**Aim:**
Produce an exact copy of all the records.

— START Source material —

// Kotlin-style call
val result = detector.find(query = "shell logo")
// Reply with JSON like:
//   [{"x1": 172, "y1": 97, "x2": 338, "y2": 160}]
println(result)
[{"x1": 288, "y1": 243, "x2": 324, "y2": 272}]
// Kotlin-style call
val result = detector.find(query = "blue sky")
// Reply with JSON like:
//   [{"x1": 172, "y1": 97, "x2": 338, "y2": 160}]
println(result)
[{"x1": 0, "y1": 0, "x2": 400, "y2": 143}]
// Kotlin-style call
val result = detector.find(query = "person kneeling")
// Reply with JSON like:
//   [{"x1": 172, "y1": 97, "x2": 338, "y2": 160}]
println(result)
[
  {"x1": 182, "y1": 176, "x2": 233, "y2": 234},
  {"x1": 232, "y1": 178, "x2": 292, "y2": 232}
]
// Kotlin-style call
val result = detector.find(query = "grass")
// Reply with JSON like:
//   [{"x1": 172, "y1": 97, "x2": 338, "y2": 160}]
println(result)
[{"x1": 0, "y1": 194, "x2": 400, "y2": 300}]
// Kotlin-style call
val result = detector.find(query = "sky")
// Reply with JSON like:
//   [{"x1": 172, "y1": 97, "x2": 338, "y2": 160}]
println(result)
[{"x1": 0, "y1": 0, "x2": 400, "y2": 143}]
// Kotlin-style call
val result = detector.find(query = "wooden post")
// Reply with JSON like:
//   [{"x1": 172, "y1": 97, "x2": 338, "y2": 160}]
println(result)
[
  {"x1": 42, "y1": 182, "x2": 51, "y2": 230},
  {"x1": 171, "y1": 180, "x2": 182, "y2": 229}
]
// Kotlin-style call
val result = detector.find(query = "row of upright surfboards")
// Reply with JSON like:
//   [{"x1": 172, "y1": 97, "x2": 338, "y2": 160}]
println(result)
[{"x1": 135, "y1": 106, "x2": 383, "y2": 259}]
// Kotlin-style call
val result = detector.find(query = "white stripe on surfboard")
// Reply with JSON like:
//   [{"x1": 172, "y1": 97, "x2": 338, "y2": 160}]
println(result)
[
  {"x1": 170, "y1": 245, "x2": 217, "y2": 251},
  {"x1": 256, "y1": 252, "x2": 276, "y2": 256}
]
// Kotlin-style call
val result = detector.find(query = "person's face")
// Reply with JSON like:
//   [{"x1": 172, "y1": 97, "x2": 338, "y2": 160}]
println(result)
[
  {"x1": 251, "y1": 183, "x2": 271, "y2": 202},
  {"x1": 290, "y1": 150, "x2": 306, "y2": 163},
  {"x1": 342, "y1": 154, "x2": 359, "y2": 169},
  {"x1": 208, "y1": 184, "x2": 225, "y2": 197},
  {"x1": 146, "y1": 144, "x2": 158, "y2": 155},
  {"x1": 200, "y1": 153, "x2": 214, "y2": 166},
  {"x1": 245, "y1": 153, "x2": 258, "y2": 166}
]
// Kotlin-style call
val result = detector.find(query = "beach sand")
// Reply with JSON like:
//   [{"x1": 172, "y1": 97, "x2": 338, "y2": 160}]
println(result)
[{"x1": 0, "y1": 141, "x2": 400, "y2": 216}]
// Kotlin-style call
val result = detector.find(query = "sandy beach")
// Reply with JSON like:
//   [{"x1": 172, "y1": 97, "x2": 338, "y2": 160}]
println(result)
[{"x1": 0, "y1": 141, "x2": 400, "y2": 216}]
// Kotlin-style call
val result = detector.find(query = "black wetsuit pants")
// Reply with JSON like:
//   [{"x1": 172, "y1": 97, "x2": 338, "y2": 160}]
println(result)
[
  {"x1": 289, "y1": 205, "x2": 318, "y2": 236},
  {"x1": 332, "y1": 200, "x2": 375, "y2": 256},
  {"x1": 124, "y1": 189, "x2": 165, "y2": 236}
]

— END Source material —

**Worked answer:**
// Kotlin-style call
val result = detector.find(query = "shell logo")
// Reply with JSON like:
//   [{"x1": 172, "y1": 97, "x2": 338, "y2": 160}]
println(result)
[{"x1": 288, "y1": 243, "x2": 324, "y2": 272}]
// Kotlin-style call
val result = detector.find(query = "blue sky")
// Reply with JSON like:
//   [{"x1": 172, "y1": 97, "x2": 338, "y2": 160}]
println(result)
[{"x1": 0, "y1": 0, "x2": 400, "y2": 143}]
// Kotlin-style call
val result = detector.find(query = "person kneeling")
// Reply with JSON like:
//   [{"x1": 172, "y1": 97, "x2": 338, "y2": 160}]
println(result)
[
  {"x1": 182, "y1": 176, "x2": 233, "y2": 234},
  {"x1": 232, "y1": 178, "x2": 292, "y2": 232}
]
// Kotlin-style call
val result = detector.find(query = "grass")
// Reply with JSON like:
//   [{"x1": 172, "y1": 97, "x2": 338, "y2": 160}]
println(result)
[{"x1": 0, "y1": 194, "x2": 400, "y2": 300}]
// Kotlin-style call
val result = detector.find(query = "sky")
// Reply with JSON like:
//   [{"x1": 172, "y1": 97, "x2": 338, "y2": 160}]
println(result)
[{"x1": 0, "y1": 0, "x2": 400, "y2": 143}]
// Kotlin-style call
val result = detector.find(query = "wooden post")
// Reply with JSON like:
//   [{"x1": 172, "y1": 97, "x2": 338, "y2": 160}]
println(result)
[
  {"x1": 42, "y1": 182, "x2": 51, "y2": 230},
  {"x1": 171, "y1": 180, "x2": 182, "y2": 229}
]
// Kotlin-style call
val result = detector.find(query = "row of upright surfboards")
// Reply with JSON like:
//   [{"x1": 172, "y1": 97, "x2": 338, "y2": 160}]
println(result)
[{"x1": 135, "y1": 106, "x2": 383, "y2": 259}]
// Kotlin-style call
val result = detector.find(query = "white stripe on surfboard")
// Reply with JSON like:
//   [{"x1": 172, "y1": 97, "x2": 338, "y2": 160}]
println(result)
[
  {"x1": 170, "y1": 245, "x2": 217, "y2": 251},
  {"x1": 256, "y1": 252, "x2": 276, "y2": 256}
]
// Kotlin-style call
val result = detector.find(query = "person's face")
// Reply with JSON like:
//   [{"x1": 172, "y1": 97, "x2": 338, "y2": 160}]
println(result)
[
  {"x1": 251, "y1": 183, "x2": 271, "y2": 202},
  {"x1": 290, "y1": 150, "x2": 306, "y2": 163},
  {"x1": 342, "y1": 154, "x2": 359, "y2": 169},
  {"x1": 208, "y1": 184, "x2": 225, "y2": 197},
  {"x1": 146, "y1": 144, "x2": 158, "y2": 155},
  {"x1": 200, "y1": 153, "x2": 214, "y2": 166},
  {"x1": 245, "y1": 153, "x2": 258, "y2": 166}
]
// Kotlin-style call
val result = detector.find(query = "beach sand")
// Reply with JSON like:
//   [{"x1": 172, "y1": 97, "x2": 338, "y2": 160}]
println(result)
[{"x1": 0, "y1": 141, "x2": 400, "y2": 216}]
// Kotlin-style call
val result = detector.find(query = "sandy beach")
// Reply with JSON like:
//   [{"x1": 172, "y1": 97, "x2": 338, "y2": 160}]
println(result)
[{"x1": 0, "y1": 141, "x2": 400, "y2": 216}]
// Kotlin-style call
val result = detector.find(query = "black wetsuit pants")
// Reply with JSON like:
//   [{"x1": 172, "y1": 97, "x2": 338, "y2": 160}]
println(result)
[
  {"x1": 289, "y1": 205, "x2": 318, "y2": 236},
  {"x1": 332, "y1": 200, "x2": 375, "y2": 256},
  {"x1": 124, "y1": 189, "x2": 165, "y2": 236}
]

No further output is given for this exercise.